** TEXT **
---
license: mit
pipeline_tag: text-generation
tags:
- ONNX
- DML
- ONNXRuntime
- phi3
- nlp
- conversational
- custom_code
- DirectML
inference: false
language:
- en
---

# Phi-3-small-128k-instruct ONNX

This repository hosts the optimized versions of [microsoft/Phi-3-small-128k-instruct](https://huggingface.co/microsoft/Phi-3-small-128k-instruct) to accelerate inference with DirectML and ONNX Runtime.
The Phi-3-Small-128K-Instruct is a state-of-the-art, lightweight open model developed by Microsoft, featuring 7B parameters. 

Key Features:
- Parameter Count: 7B
- Tokenizer: Utilizes the tiktoken tokenizer for improved multilingual tokenization, with a vocabulary size of 100,352 tokens.
- Context Length: Default context length of 128k tokens.

Attention Mechanism:
- Implements grouped-query attention to minimize KV cache footprint, with 4 queries sharing 1 key.
- Uses alternative layers of dense attention and a novel blocksparse attention to further optimize on KV cache savings while maintaining long context retrieval performance.
- Multilingual Capability: Includes an additional 10% of multilingual data to enhance its performance across different languages.

** EXCERPTED DATA **
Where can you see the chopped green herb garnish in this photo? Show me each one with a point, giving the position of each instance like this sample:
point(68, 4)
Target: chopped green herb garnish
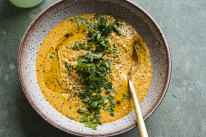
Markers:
point(94, 69)
point(91, 124)
point(52, 55)
point(83, 119)
point(68, 67)
point(115, 47)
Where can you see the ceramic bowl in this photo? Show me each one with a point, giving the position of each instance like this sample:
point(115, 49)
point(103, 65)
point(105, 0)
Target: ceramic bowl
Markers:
point(63, 9)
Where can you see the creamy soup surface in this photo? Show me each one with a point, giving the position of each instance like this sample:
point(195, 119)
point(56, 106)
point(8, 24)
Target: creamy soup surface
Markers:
point(61, 82)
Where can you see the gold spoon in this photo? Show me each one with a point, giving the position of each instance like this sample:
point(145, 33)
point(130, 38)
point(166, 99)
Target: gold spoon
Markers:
point(140, 120)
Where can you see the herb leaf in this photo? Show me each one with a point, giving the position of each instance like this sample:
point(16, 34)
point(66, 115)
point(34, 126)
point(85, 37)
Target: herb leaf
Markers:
point(68, 67)
point(52, 55)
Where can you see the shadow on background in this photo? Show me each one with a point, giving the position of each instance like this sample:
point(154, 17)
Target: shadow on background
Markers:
point(33, 125)
point(9, 10)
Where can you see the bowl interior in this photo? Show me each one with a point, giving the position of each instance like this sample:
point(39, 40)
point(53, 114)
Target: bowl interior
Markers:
point(61, 10)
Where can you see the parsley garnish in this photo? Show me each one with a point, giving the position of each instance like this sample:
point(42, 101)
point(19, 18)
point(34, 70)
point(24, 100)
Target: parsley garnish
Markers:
point(69, 117)
point(94, 69)
point(67, 66)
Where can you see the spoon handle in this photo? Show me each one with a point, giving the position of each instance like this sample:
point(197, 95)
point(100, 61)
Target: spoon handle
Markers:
point(140, 120)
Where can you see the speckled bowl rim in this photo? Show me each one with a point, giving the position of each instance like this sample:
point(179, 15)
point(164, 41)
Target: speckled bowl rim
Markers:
point(133, 124)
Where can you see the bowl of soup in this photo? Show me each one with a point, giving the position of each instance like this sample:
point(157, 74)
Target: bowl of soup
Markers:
point(74, 59)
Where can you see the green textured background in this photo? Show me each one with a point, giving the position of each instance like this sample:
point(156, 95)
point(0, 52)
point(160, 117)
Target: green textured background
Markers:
point(183, 110)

** WRITTEN TASKS **
**1)** Can you give the Phi-3 model card passage again, starting at "- Uses alternative" and ending at "context retrieval performance.", with "dense attention" swapped for "full attention"?
**2)** Could you supply the next part of the Phi-3 model card, picking up after its last line?

** RESULTS **
**1)**
- Uses alternative layers of full attention and a novel blocksparse attention to further optimize on KV cache savings while maintaining long context retrieval performance.

**2)**
## ONNX Models

Here are some of the optimized configurations we have added:
- **ONNX model for int4 DirectML:** ONNX model for AMD, Intel, and NVIDIA GPUs on Windows, quantized to int4 using AWQ.
- **ONNX model for int4 CPU and Mobile:** ONNX model for CPU and mobile using int4 quantization via RTN. There are two versions uploaded to balance latency vs. accuracy. Acc=1 is targeted at improved accuracy, while Acc=4 is for improved performance. For mobile devices, we recommend using the model with acc-level-4.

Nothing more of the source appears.